Photo object pointing records:
* * *

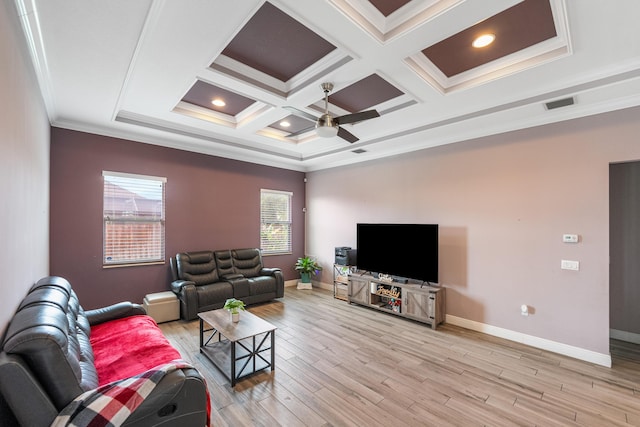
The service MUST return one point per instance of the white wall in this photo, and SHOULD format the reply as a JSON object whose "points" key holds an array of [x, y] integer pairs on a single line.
{"points": [[24, 170], [503, 204]]}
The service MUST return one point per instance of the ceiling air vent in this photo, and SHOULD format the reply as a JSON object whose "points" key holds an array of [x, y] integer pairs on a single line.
{"points": [[559, 103]]}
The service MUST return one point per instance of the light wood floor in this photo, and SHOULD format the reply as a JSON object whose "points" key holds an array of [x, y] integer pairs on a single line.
{"points": [[339, 364]]}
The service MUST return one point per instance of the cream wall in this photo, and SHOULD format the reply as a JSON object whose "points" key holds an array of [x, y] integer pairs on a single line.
{"points": [[24, 170], [503, 204]]}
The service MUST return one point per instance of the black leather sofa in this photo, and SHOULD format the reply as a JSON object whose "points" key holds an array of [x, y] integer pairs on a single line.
{"points": [[47, 361], [204, 280]]}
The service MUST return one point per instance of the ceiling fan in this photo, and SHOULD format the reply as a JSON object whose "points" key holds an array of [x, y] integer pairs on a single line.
{"points": [[328, 126]]}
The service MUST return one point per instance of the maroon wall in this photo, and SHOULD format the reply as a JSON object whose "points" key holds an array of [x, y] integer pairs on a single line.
{"points": [[211, 203]]}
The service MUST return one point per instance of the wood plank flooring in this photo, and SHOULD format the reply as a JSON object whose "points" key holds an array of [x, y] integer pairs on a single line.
{"points": [[344, 365]]}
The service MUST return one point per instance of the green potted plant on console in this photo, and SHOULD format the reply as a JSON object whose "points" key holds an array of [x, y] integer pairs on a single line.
{"points": [[306, 266], [234, 306]]}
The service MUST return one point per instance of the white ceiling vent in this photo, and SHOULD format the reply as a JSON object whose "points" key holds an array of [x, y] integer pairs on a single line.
{"points": [[559, 103]]}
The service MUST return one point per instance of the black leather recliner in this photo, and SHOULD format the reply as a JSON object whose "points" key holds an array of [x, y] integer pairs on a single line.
{"points": [[47, 361], [204, 280]]}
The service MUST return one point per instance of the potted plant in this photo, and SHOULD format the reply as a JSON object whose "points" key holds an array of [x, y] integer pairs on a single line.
{"points": [[307, 266], [234, 305]]}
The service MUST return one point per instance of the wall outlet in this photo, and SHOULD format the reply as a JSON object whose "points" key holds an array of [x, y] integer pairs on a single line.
{"points": [[569, 265], [570, 238]]}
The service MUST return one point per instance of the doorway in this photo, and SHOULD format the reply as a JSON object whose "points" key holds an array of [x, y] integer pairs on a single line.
{"points": [[624, 255]]}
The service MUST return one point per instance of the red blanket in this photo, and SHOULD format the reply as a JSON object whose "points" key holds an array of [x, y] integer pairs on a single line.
{"points": [[129, 346]]}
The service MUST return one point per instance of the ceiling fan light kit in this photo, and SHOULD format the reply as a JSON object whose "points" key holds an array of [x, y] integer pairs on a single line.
{"points": [[326, 125]]}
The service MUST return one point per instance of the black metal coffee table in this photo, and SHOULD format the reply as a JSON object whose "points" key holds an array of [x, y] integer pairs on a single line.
{"points": [[242, 348]]}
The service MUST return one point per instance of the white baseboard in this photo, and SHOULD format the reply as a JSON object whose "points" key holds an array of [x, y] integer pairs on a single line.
{"points": [[624, 336], [542, 343]]}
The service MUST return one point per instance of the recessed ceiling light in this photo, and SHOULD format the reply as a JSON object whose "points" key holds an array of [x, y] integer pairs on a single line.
{"points": [[484, 40]]}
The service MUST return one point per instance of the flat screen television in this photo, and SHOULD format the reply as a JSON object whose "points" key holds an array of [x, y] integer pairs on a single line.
{"points": [[407, 251]]}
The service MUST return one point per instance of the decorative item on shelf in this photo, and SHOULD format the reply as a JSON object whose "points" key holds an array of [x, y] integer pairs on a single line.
{"points": [[394, 304], [306, 266], [234, 305], [392, 292]]}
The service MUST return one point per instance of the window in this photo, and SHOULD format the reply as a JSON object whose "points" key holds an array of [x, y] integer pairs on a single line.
{"points": [[133, 212], [275, 221]]}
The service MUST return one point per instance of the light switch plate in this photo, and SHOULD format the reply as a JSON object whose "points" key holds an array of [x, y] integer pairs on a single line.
{"points": [[570, 265]]}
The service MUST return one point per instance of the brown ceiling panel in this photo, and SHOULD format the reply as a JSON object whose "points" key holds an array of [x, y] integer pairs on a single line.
{"points": [[276, 44], [365, 93], [202, 94], [519, 27], [387, 7]]}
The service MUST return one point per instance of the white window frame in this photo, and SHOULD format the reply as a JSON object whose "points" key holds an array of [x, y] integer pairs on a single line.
{"points": [[139, 249], [285, 222]]}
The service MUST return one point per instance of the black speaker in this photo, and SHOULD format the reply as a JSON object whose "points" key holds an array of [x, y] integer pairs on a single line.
{"points": [[347, 256]]}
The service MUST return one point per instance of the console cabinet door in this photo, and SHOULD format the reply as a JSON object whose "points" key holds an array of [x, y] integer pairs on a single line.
{"points": [[358, 290], [416, 306]]}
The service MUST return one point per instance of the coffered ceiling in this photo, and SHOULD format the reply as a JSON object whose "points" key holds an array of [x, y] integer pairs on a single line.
{"points": [[149, 71]]}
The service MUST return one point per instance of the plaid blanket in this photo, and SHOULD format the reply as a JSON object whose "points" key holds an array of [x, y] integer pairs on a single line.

* * *

**WORK REQUIRED**. Could you reproduce the stretch from the line containing "the light switch" through the final line, requests included, with every x and y coordinate in the answers shifted up by 123?

**OUTPUT**.
The service MUST return one point per instance of the light switch plate in this photo, and SHOULD format the reply as a JSON object whose "points" key holds an array of [x, y] integer pairs on a single line.
{"points": [[693, 388]]}
The service MUST return one point per instance of the brown ceiling panel in this photo, and SHOULD format the reply as a JSON object whose "points" key holds an array of [x, y] integer pairs on a single line.
{"points": [[399, 167], [488, 216], [325, 217], [642, 150], [510, 130]]}
The service MUST return one point per instance of the white window frame in this photo, and SHOULD format the reply as a JSON object whose "points" key holds an array of [x, y] integer pairs on a single line.
{"points": [[262, 372], [408, 345]]}
The service MUST return one point per instance of the black speaker in this photo, and SHOULD format the reply as a JSON object whose "points" key holds an array of [x, y] integer pairs on a single line.
{"points": [[470, 379]]}
The service MUST return one point per instance of the console cabinet door in this photo, and SHOULD format the reply as a JSON object whose "points" key holds an array of [x, y] integer pairs on a single line.
{"points": [[481, 413], [539, 429]]}
The service MUST return one point per instance of the coffered ceiling in this photo, and SHOULD format the reply as a JSON object whose "points" key holds an array of [x, y] integer pairs on a single line.
{"points": [[272, 194]]}
The service MUST return one point per instance of the plaid blanket in this photo, and SHOULD format the reply as a JSON object whose "points" key holds an array of [x, y] integer pairs on a single line.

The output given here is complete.